=== Stored data entries ===
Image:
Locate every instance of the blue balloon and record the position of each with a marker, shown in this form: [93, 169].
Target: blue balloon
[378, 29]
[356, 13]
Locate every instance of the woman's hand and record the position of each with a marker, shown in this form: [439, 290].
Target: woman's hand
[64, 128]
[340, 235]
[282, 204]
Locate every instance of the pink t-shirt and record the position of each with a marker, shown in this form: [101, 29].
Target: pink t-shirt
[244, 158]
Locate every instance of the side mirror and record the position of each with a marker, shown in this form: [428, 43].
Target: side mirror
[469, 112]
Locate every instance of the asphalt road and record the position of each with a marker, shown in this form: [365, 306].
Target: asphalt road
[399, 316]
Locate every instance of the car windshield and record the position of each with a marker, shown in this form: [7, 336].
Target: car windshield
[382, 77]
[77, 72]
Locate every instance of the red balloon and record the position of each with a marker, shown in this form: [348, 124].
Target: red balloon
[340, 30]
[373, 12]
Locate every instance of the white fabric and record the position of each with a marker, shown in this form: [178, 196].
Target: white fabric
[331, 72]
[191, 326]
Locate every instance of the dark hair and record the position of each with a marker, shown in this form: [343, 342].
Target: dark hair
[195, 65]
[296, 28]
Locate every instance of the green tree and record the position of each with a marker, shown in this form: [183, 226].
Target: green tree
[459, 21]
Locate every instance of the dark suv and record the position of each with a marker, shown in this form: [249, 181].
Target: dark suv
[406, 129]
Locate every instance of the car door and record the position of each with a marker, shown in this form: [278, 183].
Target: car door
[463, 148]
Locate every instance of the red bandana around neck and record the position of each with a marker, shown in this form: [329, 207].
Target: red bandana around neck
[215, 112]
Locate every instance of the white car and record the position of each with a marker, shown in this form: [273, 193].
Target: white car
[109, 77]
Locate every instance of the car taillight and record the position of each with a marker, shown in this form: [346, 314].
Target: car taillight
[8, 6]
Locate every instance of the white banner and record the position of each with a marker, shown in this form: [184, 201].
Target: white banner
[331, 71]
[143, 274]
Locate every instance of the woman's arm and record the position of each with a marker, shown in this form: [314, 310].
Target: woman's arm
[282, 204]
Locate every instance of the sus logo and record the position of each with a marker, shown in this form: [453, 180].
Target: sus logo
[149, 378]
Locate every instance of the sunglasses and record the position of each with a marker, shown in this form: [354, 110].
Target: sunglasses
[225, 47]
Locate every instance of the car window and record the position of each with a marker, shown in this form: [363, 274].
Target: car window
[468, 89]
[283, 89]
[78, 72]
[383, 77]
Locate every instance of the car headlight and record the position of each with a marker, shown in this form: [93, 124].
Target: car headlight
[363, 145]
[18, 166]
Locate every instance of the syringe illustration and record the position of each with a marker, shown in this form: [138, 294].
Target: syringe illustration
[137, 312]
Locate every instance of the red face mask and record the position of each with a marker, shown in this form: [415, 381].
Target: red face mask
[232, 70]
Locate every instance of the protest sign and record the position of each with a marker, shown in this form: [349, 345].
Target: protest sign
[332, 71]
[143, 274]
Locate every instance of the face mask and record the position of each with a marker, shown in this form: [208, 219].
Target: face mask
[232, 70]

=== YOUR ASSIGNMENT ===
From the records above, reproduce exactly the lines from the one with "Locate every instance of the blue" to the one with "Locate every instance of the woman's hand", both included, and no others.

=== SOLUTION ===
Locate every instance of the blue balloon and record the position of each with a marker, shown in this form: [93, 169].
Target: blue balloon
[378, 29]
[356, 13]
Locate every instance of the woman's hand and record the position of each with a marker, shown in this form: [439, 290].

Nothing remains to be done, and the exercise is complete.